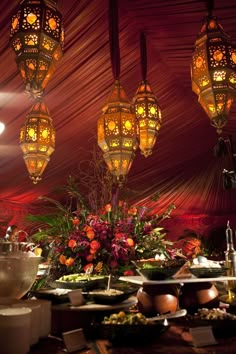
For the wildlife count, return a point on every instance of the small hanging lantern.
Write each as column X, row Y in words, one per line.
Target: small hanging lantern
column 37, row 38
column 213, row 71
column 37, row 140
column 117, row 133
column 147, row 110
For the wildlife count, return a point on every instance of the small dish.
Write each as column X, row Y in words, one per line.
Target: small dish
column 160, row 270
column 127, row 334
column 208, row 272
column 109, row 297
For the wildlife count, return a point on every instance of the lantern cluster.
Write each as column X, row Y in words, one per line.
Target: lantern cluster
column 213, row 71
column 37, row 38
column 148, row 114
column 117, row 133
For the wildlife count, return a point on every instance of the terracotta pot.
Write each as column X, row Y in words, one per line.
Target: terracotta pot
column 197, row 295
column 153, row 299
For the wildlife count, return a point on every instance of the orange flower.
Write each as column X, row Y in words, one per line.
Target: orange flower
column 120, row 203
column 95, row 245
column 90, row 234
column 87, row 266
column 89, row 258
column 62, row 259
column 72, row 243
column 191, row 247
column 108, row 208
column 130, row 242
column 76, row 221
column 132, row 211
column 69, row 262
column 128, row 272
column 119, row 235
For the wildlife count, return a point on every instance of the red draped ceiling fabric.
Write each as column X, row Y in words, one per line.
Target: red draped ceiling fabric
column 182, row 168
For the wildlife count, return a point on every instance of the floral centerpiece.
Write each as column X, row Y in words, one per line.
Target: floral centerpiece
column 105, row 240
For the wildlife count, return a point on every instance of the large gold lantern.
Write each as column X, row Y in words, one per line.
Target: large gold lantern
column 117, row 133
column 213, row 71
column 37, row 38
column 148, row 114
column 146, row 108
column 37, row 140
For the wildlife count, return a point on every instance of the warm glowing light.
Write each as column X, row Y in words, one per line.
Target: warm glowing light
column 52, row 24
column 111, row 125
column 153, row 110
column 218, row 55
column 2, row 127
column 128, row 125
column 199, row 62
column 45, row 134
column 140, row 110
column 31, row 18
column 15, row 23
column 233, row 57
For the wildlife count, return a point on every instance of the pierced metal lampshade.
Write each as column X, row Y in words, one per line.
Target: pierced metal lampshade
column 213, row 71
column 117, row 133
column 148, row 114
column 37, row 140
column 37, row 38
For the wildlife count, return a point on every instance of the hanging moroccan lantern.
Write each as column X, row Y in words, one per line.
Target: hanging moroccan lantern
column 37, row 140
column 117, row 127
column 147, row 110
column 37, row 38
column 213, row 71
column 117, row 133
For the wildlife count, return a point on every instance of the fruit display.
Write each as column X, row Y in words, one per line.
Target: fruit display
column 126, row 318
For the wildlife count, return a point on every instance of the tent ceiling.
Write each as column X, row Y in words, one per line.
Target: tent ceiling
column 182, row 167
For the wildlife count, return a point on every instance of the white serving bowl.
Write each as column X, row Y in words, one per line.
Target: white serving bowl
column 18, row 271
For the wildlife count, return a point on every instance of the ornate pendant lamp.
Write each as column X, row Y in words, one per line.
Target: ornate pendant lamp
column 213, row 70
column 37, row 38
column 147, row 110
column 37, row 140
column 117, row 128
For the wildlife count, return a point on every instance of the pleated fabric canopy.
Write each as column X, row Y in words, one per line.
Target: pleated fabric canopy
column 182, row 167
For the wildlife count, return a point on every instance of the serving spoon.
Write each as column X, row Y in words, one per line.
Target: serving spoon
column 179, row 313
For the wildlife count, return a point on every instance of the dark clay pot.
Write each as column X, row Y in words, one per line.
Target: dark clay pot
column 153, row 299
column 198, row 295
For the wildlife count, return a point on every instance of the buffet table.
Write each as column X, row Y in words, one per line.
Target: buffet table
column 177, row 339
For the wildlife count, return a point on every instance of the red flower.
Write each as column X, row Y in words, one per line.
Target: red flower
column 62, row 259
column 88, row 266
column 69, row 262
column 95, row 245
column 108, row 208
column 72, row 243
column 130, row 242
column 75, row 221
column 128, row 272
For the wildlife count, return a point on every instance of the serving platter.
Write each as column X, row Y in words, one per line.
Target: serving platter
column 139, row 280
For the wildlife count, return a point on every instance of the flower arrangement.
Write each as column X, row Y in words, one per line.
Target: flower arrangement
column 106, row 241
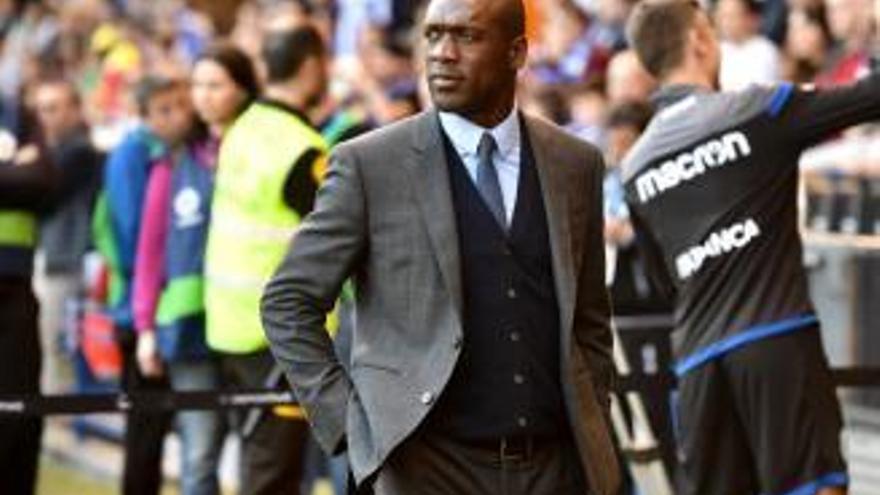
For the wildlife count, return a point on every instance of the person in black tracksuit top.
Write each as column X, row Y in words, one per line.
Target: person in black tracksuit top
column 712, row 187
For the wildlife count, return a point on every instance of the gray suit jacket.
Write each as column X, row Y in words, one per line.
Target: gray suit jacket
column 384, row 216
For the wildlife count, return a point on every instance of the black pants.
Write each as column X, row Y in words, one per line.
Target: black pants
column 762, row 419
column 432, row 465
column 272, row 451
column 144, row 431
column 19, row 374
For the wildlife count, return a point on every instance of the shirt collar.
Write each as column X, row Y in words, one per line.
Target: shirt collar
column 673, row 93
column 465, row 135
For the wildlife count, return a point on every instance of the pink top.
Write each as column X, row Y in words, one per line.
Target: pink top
column 149, row 265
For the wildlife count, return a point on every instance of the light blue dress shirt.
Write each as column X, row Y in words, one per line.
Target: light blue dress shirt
column 465, row 137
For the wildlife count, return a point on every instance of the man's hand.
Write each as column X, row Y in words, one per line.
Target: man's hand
column 148, row 358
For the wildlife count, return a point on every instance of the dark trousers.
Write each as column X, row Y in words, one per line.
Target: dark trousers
column 144, row 431
column 433, row 465
column 272, row 448
column 19, row 374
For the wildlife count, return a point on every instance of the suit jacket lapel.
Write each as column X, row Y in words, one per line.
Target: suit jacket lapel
column 430, row 178
column 554, row 190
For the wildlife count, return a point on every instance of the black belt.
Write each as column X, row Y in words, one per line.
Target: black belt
column 511, row 448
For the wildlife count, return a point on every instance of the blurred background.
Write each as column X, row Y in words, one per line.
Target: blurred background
column 93, row 53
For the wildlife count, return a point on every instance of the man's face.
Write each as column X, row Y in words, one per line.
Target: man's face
column 316, row 80
column 707, row 47
column 57, row 109
column 170, row 115
column 471, row 60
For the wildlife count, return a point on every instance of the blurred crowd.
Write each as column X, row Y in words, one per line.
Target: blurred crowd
column 107, row 83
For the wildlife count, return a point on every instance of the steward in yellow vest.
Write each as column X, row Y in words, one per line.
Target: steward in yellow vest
column 27, row 185
column 270, row 163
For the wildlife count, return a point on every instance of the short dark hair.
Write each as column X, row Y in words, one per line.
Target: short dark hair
column 515, row 15
column 658, row 31
column 285, row 51
column 149, row 86
column 630, row 114
column 237, row 65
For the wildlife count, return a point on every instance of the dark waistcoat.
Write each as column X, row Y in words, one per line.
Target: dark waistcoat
column 507, row 378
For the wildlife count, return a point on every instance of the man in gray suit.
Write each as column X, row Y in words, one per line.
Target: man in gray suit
column 473, row 234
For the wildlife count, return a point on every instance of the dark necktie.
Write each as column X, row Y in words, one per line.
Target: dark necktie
column 487, row 180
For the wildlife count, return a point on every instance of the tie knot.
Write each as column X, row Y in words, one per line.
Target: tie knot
column 486, row 146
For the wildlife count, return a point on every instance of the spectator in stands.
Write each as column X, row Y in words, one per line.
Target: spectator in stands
column 627, row 80
column 164, row 106
column 170, row 257
column 851, row 27
column 747, row 57
column 65, row 233
column 27, row 180
column 806, row 44
column 270, row 162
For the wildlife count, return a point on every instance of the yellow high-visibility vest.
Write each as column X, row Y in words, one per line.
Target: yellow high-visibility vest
column 251, row 225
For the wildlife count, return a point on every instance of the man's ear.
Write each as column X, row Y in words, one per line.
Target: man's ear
column 519, row 52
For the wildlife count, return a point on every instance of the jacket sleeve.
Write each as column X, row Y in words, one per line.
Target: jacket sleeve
column 304, row 289
column 30, row 185
column 149, row 265
column 593, row 309
column 810, row 116
column 125, row 180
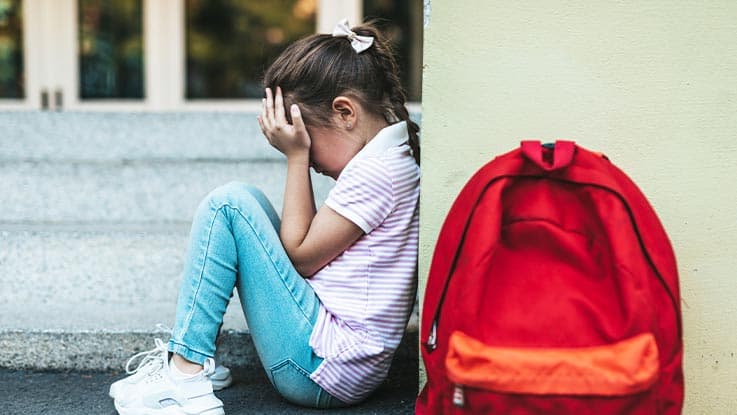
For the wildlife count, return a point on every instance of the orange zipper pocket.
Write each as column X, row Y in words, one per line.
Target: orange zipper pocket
column 617, row 369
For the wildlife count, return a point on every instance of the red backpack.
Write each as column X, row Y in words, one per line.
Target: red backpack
column 553, row 289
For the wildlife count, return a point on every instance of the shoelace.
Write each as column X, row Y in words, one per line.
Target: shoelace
column 155, row 355
column 158, row 355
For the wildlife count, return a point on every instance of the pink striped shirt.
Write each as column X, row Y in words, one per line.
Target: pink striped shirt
column 367, row 292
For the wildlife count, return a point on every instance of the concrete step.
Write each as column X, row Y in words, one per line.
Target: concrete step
column 88, row 298
column 138, row 191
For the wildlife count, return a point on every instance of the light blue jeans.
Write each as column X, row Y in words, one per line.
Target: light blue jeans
column 235, row 244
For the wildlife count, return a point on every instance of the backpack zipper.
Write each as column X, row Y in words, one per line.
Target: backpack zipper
column 432, row 340
column 459, row 398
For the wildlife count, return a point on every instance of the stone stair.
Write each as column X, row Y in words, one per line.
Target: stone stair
column 95, row 210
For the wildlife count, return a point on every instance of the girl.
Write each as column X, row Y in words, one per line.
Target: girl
column 327, row 293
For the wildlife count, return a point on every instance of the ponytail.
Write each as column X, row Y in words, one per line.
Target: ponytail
column 316, row 69
column 393, row 105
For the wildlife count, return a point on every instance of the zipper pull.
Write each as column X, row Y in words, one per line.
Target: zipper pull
column 458, row 397
column 432, row 340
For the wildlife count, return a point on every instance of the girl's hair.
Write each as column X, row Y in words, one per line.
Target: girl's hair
column 314, row 70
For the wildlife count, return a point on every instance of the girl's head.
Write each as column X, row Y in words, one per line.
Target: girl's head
column 315, row 70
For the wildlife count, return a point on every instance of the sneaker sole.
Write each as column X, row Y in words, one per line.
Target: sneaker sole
column 170, row 410
column 219, row 384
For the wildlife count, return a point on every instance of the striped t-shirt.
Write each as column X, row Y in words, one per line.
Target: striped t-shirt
column 367, row 292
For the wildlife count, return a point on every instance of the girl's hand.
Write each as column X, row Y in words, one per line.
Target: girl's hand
column 290, row 139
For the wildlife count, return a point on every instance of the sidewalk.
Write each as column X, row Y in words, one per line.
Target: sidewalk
column 85, row 393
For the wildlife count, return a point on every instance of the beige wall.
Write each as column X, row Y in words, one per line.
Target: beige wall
column 651, row 84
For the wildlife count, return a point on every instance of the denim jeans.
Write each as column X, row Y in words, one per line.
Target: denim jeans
column 235, row 244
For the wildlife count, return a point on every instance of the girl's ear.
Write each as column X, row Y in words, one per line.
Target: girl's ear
column 345, row 109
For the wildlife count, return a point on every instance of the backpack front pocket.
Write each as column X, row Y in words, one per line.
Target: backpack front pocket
column 621, row 369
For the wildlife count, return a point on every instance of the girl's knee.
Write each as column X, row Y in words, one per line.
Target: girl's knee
column 234, row 194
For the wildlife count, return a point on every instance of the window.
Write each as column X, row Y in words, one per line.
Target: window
column 229, row 43
column 12, row 82
column 402, row 21
column 110, row 49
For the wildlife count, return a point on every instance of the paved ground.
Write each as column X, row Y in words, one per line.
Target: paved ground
column 85, row 393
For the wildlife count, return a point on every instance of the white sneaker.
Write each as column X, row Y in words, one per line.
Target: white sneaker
column 152, row 390
column 221, row 378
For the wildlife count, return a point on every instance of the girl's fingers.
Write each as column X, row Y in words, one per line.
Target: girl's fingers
column 264, row 117
column 279, row 115
column 269, row 108
column 297, row 121
column 261, row 124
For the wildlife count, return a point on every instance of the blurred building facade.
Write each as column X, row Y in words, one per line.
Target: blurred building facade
column 172, row 55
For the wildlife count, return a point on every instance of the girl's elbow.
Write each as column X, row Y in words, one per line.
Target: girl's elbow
column 305, row 270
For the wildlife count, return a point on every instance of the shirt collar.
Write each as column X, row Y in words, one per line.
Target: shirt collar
column 390, row 136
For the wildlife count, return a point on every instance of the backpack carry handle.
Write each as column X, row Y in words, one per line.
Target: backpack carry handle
column 560, row 156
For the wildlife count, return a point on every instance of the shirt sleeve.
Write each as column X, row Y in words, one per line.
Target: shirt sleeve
column 363, row 194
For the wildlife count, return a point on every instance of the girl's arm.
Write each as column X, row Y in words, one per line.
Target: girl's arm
column 311, row 239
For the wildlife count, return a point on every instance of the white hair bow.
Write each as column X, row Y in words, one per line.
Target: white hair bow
column 359, row 43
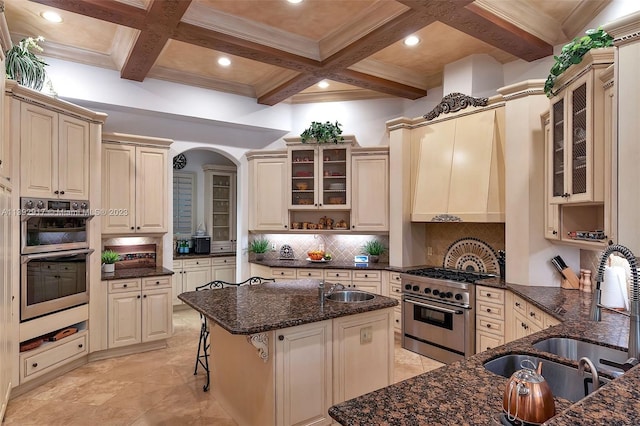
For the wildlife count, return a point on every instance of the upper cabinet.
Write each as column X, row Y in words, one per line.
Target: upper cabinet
column 134, row 184
column 576, row 156
column 370, row 194
column 320, row 177
column 268, row 191
column 460, row 173
column 55, row 139
column 578, row 132
column 220, row 212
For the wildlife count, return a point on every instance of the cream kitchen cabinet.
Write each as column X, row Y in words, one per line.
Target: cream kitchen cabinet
column 362, row 344
column 139, row 310
column 319, row 177
column 303, row 394
column 490, row 318
column 54, row 154
column 220, row 211
column 370, row 190
column 134, row 184
column 268, row 191
column 576, row 147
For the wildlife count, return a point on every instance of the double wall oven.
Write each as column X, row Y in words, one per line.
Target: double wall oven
column 54, row 255
column 438, row 317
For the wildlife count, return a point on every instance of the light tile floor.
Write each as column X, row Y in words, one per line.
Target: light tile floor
column 151, row 388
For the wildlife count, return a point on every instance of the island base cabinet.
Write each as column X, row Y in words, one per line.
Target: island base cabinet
column 304, row 374
column 363, row 344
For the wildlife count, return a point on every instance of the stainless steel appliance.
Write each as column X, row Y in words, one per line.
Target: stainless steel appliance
column 54, row 225
column 55, row 255
column 437, row 309
column 54, row 281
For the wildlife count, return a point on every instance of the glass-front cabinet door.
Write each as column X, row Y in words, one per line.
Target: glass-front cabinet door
column 572, row 159
column 320, row 177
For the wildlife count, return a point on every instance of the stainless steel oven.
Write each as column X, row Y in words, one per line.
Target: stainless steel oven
column 54, row 225
column 438, row 317
column 51, row 282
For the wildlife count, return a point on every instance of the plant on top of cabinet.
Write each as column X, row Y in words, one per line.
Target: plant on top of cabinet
column 24, row 66
column 320, row 133
column 573, row 52
column 374, row 249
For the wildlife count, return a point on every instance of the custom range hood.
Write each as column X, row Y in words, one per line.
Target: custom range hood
column 459, row 167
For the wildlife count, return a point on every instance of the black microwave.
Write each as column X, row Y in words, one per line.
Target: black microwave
column 201, row 245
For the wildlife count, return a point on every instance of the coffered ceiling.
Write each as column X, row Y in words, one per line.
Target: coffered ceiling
column 279, row 51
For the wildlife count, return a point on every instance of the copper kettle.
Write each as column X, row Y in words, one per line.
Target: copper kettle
column 527, row 396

> _WORK REQUIRED_
Arrange the records between the lines holding "cream kitchen cabinet." and "column 576, row 147", inclusive, as a two-column CSV with the headers text and answer. Give one row per record, with each field in quotation marks and its line breaks replaced by spaces.

> _SOLUTION TO THIS EXERCISE_
text,answer
"For the wildlife count, return a point on every instance of the cream kitchen cabinet. Write each as column X, row Y in words, one per line. Target: cream kitchen cabinet","column 362, row 344 column 139, row 310 column 319, row 177 column 303, row 394 column 490, row 318 column 54, row 154 column 220, row 211 column 370, row 190 column 134, row 184 column 268, row 191 column 576, row 147"